:: LISTED RECORDS ::

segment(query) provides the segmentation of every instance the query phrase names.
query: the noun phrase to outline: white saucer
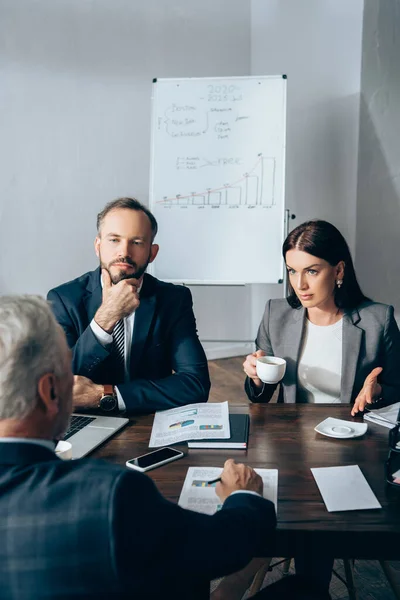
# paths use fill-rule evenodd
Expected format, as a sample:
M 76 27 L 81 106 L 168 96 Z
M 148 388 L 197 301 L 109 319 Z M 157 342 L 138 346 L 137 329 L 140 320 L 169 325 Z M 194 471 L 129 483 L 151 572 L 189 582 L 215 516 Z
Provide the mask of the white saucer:
M 356 423 L 355 421 L 344 421 L 328 417 L 325 421 L 318 423 L 314 430 L 321 435 L 333 438 L 355 438 L 364 435 L 367 431 L 367 423 Z

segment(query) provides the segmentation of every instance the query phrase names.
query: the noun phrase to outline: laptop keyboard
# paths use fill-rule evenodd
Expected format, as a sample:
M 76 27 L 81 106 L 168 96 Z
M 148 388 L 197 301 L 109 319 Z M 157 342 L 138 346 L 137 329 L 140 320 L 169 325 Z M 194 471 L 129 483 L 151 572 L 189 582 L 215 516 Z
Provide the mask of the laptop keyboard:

:::

INSTRUCTIONS FOR THE TASK:
Please print every record above exactly, but leave the pictures out.

TASK SOLUTION:
segment(query) provides the segmentation of every instance the query phrase names.
query: the noun phrase to outline: white saucer
# paths use fill-rule evenodd
Expected format, as a sample:
M 76 27 L 81 106 L 168 96 Z
M 148 388 L 197 301 L 109 319 Z M 157 342 L 138 346 L 137 329 L 140 320 L 169 325 Z M 194 471 L 129 483 L 151 572 L 189 582 L 215 516 Z
Provide the mask of the white saucer:
M 356 423 L 355 421 L 344 421 L 328 417 L 325 421 L 318 423 L 314 430 L 321 435 L 333 438 L 355 438 L 364 435 L 367 431 L 367 423 Z

segment(query) provides the segmentation of every instance the query phrase names.
query: the noun phrase to outline: laptop keyboard
# paths use fill-rule evenodd
Expected format, as a sample:
M 76 27 L 81 106 L 168 96 Z
M 148 388 L 197 301 L 109 319 Z M 157 342 L 138 346 L 137 329 L 140 320 L 169 325 Z M 194 471 L 129 483 L 151 572 L 189 582 L 215 516 Z
Provide the mask of the laptop keyboard:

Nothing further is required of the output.